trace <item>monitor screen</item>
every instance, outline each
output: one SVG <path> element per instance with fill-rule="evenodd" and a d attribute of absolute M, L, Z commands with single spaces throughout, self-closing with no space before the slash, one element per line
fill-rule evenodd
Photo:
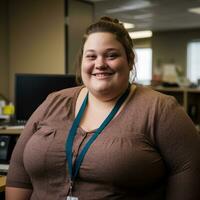
<path fill-rule="evenodd" d="M 76 85 L 71 74 L 16 74 L 15 119 L 26 122 L 48 94 Z"/>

§ Request
Put the listing above into a Markdown table with the columns "Row" and "Line", one numbered row per line and blank lines left out. Leave the pictures out of the table.

§ Reply to the task
| Row | Line |
|---|---|
| 1 | trace <item>monitor screen</item> |
| 2 | every instance, outline each |
| 3 | output: one SVG <path> element per instance with fill-rule="evenodd" and a d attribute of absolute M, L, Z commands with single spaces throughout, self-closing with no space before the slash, one element per line |
| 4 | fill-rule evenodd |
| 5 | Photo: |
| 6 | <path fill-rule="evenodd" d="M 76 85 L 71 74 L 16 74 L 15 119 L 26 122 L 48 94 Z"/> |